#### Direction a
Retype the passage of the text on using Wolfram Alpha from Clojure between "Using Wolfram Alpha" and "(.setAppID engine appid)", inclusive.

#### Text to read
◆ ◆ ◆

Using Wolfram Alpha from Clojure

I have been blown away in the last year by Wolfram Alpha but I haven't done much with the developer's APIs. To make it easier to experiment with Wolfram Alpha, I wrote a simple Clojure wrapper for the Java APIs. You can get a copy at github.

In case you don't want to grab the github repo, here is most of the code:

(ns wolfram)

(def appid (System/getenv "WOLFRAM_APP_ID"))
(def engine (com.wolfram.alpha.WAEngine.))
(.setAppID engine appid)
(.addFormat engine "plaintext")

(defn query [input]
  (let [query (.createQuery engine)]
    (.setInput query input)
    (let [result (.performQuery engine query)]
      {:pods
       (for [pod (.getPods result)]
         {:title (.getTitle pod)
          :sub-pods
          (for [sub-pod (.getSubpods pod)]
            (for [contents (.getContents sub-pod)]
              (.getText contents)))})})))
Notice that you need to set the API key for your application in an environment variable. You get 2000 free API calls a month. Here is some sample output (with some output removed for brevity):
test=> (query "distance between San Diego and San Francisco")
{:pods ({:title "Input interpretation", :sub-pods (("distance | from | San Diego, California\nto | San Francisco, California"))} {:title "Result", :sub-pods (("453.7 miles"))} {:title "Unit conversions", :sub-pods (("730.2 km  (kilometers)") ("730194 meters") ("7.302?10^7 cm  (centimeters)") ("394.3 nmi  (nautical miles)"))} {:title "Direct travel times", :sub-pods (("aircraft  (550 mph) | 49 minutes 30 seconds\nsound | 36 minutes\nlight in fiber | 3.41 ms  (milliseconds)\nlight in vacuum | 2.44 ms  (milliseconds)\n(assuming constant-speed great-circle path)"))} {:title "Map", :sub-pods ((""))})}
user=> (query "pi")

◆ ◆ ◆

#### Listing

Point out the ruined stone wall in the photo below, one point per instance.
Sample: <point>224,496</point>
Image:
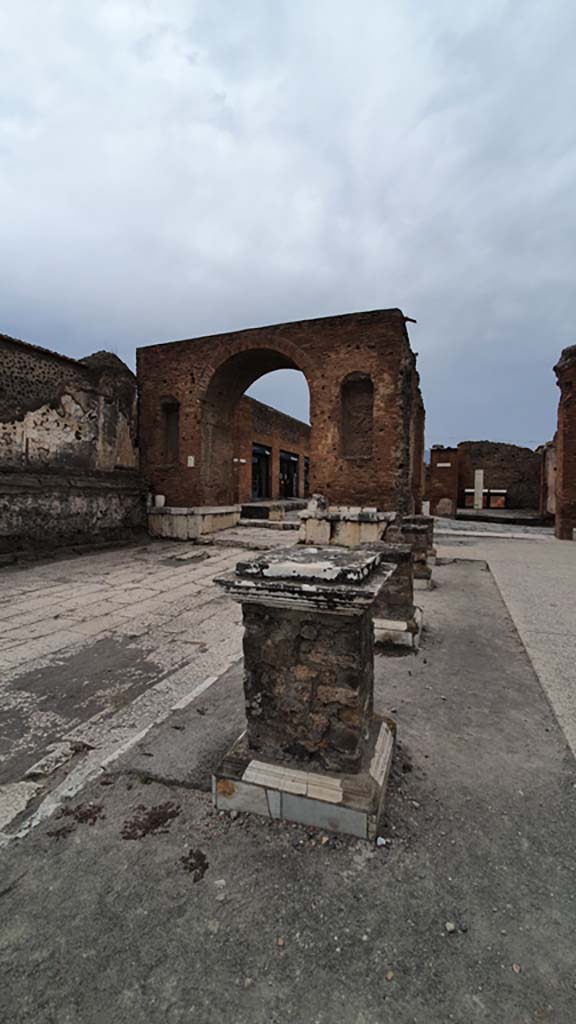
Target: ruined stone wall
<point>508,467</point>
<point>547,478</point>
<point>255,422</point>
<point>417,430</point>
<point>566,445</point>
<point>443,483</point>
<point>207,377</point>
<point>68,449</point>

◆ ◆ ◆

#### Direction b
Reproduce the records that follow the Wolfram Alpha text, with every "ruined stone wall" changed to "crumbling stone wall" and nothing else altered. Leave the pictures out.

#### Exercise solution a
Using Wolfram Alpha from Clojure

I have been blown away in the last year by Wolfram Alpha but I haven't done much with the developer's APIs. To make it easier to experiment with Wolfram Alpha, I wrote a simple Clojure wrapper for the Java APIs. You can get a copy at github.

In case you don't want to grab the github repo, here is most of the code:

(ns wolfram)

(def appid (System/getenv "WOLFRAM_APP_ID"))
(def engine (com.wolfram.alpha.WAEngine.))
(.setAppID engine appid)

#### Exercise solution b
Point out the crumbling stone wall in the photo below, one point per instance.
Sample: <point>224,496</point>
Image:
Target: crumbling stone wall
<point>508,467</point>
<point>547,478</point>
<point>255,422</point>
<point>417,430</point>
<point>566,445</point>
<point>443,483</point>
<point>207,377</point>
<point>68,449</point>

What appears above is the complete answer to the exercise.